Aim of the task:
Reproduce all of the data below verbatim, omitting the pictures.

(Dataset rows)
************
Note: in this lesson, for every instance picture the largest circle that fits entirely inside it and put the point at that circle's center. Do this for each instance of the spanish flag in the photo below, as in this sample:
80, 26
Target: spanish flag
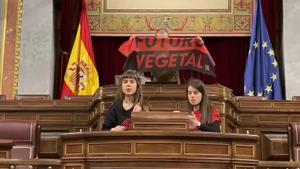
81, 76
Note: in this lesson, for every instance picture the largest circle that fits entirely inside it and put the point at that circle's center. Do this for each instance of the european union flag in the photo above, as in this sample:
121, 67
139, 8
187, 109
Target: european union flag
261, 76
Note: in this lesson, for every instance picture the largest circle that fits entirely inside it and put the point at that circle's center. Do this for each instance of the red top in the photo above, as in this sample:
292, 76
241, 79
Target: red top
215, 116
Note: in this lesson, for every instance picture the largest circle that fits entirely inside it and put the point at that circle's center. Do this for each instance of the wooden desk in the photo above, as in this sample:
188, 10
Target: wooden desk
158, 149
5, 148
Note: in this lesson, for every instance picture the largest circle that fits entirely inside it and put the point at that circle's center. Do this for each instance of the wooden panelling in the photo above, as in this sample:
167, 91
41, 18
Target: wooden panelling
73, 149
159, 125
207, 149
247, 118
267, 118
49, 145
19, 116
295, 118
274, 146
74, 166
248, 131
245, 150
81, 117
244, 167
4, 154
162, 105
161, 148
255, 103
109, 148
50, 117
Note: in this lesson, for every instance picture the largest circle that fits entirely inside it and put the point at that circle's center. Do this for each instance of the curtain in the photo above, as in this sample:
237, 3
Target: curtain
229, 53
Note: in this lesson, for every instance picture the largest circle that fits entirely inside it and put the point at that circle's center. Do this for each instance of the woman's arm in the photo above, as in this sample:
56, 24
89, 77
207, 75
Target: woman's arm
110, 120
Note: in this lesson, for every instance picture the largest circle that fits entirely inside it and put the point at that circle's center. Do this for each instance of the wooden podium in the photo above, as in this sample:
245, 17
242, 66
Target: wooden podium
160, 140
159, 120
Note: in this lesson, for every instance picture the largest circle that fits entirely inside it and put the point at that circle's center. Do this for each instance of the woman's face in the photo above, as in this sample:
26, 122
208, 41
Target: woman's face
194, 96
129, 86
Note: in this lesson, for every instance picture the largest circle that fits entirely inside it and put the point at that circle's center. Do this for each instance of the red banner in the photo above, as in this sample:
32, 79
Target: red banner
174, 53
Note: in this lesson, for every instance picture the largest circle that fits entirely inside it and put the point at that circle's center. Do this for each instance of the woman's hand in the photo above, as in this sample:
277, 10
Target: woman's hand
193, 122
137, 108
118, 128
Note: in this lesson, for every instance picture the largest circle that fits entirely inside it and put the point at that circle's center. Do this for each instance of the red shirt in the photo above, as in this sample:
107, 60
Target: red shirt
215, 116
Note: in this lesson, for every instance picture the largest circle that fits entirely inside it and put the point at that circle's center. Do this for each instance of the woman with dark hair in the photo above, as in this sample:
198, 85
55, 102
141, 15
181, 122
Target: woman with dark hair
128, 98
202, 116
************
Final result:
Note: in this lesson, for every instance picture the largest circle that fits entirely inside it and put the point at that circle's center. Do this for each instance of the spanish flag in the photo below, as in this sample:
80, 26
Target: spanish flag
81, 76
Note: in this lesson, for every instance picture the largest circle that fits entirely inside it and put the point at that circle's center. Do this for each instance of the european union flag in the photo above, as in this sample:
121, 67
139, 8
187, 109
Target: european union flag
261, 76
Note: in this lesson, for every instance picture the largest circle that fits entirely inside it and put the point at that circle's center. Do this for each instance of the red top in the photo above, as in this sample:
292, 76
241, 79
Target: red top
215, 116
Note: in this lesson, for every instance picture the largest circle that fits entirely inside it and put the point at that circle's center. Do this for each instance of the wooden desk in the photo above, as in this sample:
188, 10
Target: wooden desk
158, 149
5, 148
Note: in this lesson, for every instance picture the largest circle that fits entirely inside it and put the point at that circle's center. Do this for each instance of the wooden panelling in the photo above, as in this sample:
167, 91
41, 18
Target: wooden panelling
73, 149
159, 125
207, 149
247, 118
267, 118
49, 145
19, 116
295, 118
274, 146
74, 166
248, 131
245, 150
81, 117
244, 167
4, 154
162, 105
161, 148
255, 103
109, 148
50, 117
Note: in this lesson, for every instance picture the largest circle that fits entirely inside it and put the point at that circle's center. Do this for each instance of the curtain in the photo above, as in this sample:
237, 3
Target: curtain
229, 53
Note: in this lesson, for every instance picture the largest circle that fits entirely inside it and put the point at that circle's center. Do this for each instance of the woman's arm in the photo above, as in this sample:
56, 24
89, 77
207, 75
Target: woman's arm
110, 120
Note: in this lesson, for every instance picture the largest circle that fits entirely inside it and put the point at that circle's center. Do this for each instance of the wooden podium in the photo above, as in this sample:
245, 17
242, 66
Target: wooden podium
160, 140
159, 120
Note: in this lesson, for every instance picture the largest circle that fits entirely inside it and put the point at that circle's center. Do this for each instance of the woman's face in the photo above, as in this sample:
26, 122
208, 41
Target: woman's face
194, 96
129, 86
Note: in this lesson, for every instance picture the largest circle that fits entirely inside it and put the point at that circle's center. Do this for each instance of the red banner in the photo above, as in this sample:
32, 79
Target: red banner
174, 53
Note: in this lesson, for every instance picture the largest circle that fits entirely inside it and put the point at that circle's center. Do this for each instance of the woman's hand in the photo above, as in this sample:
277, 10
Target: woman's hand
193, 122
137, 108
118, 128
Note: in this lesson, for every instance picture the largest circle that fits entirely inside it and put the point at that circle's center. Do this for each instance of the red shirt in the photo above, as in this sample:
107, 60
Target: red shirt
215, 116
Note: in this lesson, for every instance picture the largest circle that fits entirely inside it and put the point at that circle's center. Do this for each instance of the woman with dark hair in the photo above, as in this sample:
198, 85
55, 102
141, 15
181, 122
Target: woman with dark hair
128, 98
202, 116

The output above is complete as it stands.